### What to produce:
Every line from the one with "The component shall return one point per instance of the fern" through the end of the records below should be restated word for word, and nothing outside that span.

### Collection entries:
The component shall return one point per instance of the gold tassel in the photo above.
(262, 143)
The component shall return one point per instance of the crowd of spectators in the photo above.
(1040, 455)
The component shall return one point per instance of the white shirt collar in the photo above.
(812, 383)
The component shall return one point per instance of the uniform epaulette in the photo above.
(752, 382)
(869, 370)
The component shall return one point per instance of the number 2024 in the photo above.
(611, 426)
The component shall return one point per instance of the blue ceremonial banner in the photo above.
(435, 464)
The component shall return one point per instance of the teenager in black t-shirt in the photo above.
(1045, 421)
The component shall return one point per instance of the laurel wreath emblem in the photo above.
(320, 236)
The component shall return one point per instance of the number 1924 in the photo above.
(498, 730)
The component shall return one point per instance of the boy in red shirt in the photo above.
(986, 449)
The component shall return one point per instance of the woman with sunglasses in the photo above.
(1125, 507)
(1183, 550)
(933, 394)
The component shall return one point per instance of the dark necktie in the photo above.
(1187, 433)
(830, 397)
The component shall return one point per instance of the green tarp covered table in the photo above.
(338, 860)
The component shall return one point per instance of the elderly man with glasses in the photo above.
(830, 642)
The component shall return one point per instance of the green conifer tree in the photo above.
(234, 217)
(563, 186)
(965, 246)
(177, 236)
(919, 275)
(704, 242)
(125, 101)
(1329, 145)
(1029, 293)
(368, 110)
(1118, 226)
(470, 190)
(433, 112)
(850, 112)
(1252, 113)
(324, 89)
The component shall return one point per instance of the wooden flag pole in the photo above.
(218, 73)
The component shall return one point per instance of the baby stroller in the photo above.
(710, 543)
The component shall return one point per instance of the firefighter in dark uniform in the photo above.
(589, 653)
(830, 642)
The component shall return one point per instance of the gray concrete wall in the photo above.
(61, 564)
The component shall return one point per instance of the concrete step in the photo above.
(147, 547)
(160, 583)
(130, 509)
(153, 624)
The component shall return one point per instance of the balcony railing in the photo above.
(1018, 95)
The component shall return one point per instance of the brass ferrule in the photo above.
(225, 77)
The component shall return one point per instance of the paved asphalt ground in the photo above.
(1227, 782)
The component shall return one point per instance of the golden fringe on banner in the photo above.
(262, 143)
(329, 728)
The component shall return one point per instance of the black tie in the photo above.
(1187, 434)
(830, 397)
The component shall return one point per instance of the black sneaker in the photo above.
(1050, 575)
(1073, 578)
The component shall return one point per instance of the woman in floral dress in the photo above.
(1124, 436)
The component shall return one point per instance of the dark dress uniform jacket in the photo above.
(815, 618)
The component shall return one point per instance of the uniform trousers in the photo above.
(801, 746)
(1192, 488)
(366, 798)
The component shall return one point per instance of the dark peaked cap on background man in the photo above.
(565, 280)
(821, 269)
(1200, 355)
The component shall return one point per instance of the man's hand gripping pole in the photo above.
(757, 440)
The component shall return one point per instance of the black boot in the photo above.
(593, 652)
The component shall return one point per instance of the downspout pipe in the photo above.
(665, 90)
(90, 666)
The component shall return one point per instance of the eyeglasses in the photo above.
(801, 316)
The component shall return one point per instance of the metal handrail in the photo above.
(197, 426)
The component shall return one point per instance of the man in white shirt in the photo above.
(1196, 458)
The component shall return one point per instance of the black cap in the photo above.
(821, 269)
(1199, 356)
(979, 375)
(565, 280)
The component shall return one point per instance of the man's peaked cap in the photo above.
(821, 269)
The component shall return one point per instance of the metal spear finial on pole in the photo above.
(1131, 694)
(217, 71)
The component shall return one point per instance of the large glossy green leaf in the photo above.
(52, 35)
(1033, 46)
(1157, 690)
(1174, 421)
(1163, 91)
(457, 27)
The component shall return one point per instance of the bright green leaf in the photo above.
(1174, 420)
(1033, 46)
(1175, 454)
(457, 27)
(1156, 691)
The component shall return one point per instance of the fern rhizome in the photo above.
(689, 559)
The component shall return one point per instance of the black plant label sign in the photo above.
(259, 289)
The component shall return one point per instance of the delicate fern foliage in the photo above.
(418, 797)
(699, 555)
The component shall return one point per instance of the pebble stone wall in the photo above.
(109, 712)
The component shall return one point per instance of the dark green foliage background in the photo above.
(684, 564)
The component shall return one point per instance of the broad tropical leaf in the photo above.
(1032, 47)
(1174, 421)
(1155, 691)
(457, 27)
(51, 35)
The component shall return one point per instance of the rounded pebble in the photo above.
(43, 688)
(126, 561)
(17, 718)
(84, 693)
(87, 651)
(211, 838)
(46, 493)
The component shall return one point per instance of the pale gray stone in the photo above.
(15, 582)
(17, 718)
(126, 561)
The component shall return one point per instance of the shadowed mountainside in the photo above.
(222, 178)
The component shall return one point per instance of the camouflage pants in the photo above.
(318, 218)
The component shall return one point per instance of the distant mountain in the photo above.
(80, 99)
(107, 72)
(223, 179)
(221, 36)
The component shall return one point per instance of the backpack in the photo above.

### Task solution:
The component shall return one point per instance of the fern rhizome in the photo above.
(689, 559)
The component shall return one point per instance of the black plant label sign in the photo above.
(259, 289)
The component shall return one point per instance of the delicate fern foliage in the photo above.
(418, 797)
(699, 555)
The component shall return one point per instance of the pebble stone wall in the photo above.
(109, 712)
The component shall return one point per instance of the dark green foliage background in the photo above.
(684, 564)
The component shall return one point per instance of the broad tropical leaf in the photo above.
(1032, 47)
(1174, 421)
(1155, 691)
(457, 27)
(51, 35)
The component shall return one point per instance of the rounded pebble in the photo above.
(43, 688)
(126, 561)
(17, 718)
(84, 693)
(87, 651)
(211, 838)
(46, 493)
The component shall return one point per instance of the pale gray stone in the photo above.
(15, 582)
(17, 718)
(126, 561)
The component shall return one point per instance of the shadowed mountainside in the photo above.
(222, 178)
The component shall return one point per instance of the camouflage pants in the photo above.
(318, 218)
The component shall return one point per instance of the distant mountain in the photo above.
(80, 99)
(107, 72)
(223, 179)
(221, 36)
The component shall return one point per instance of the backpack in the photo above.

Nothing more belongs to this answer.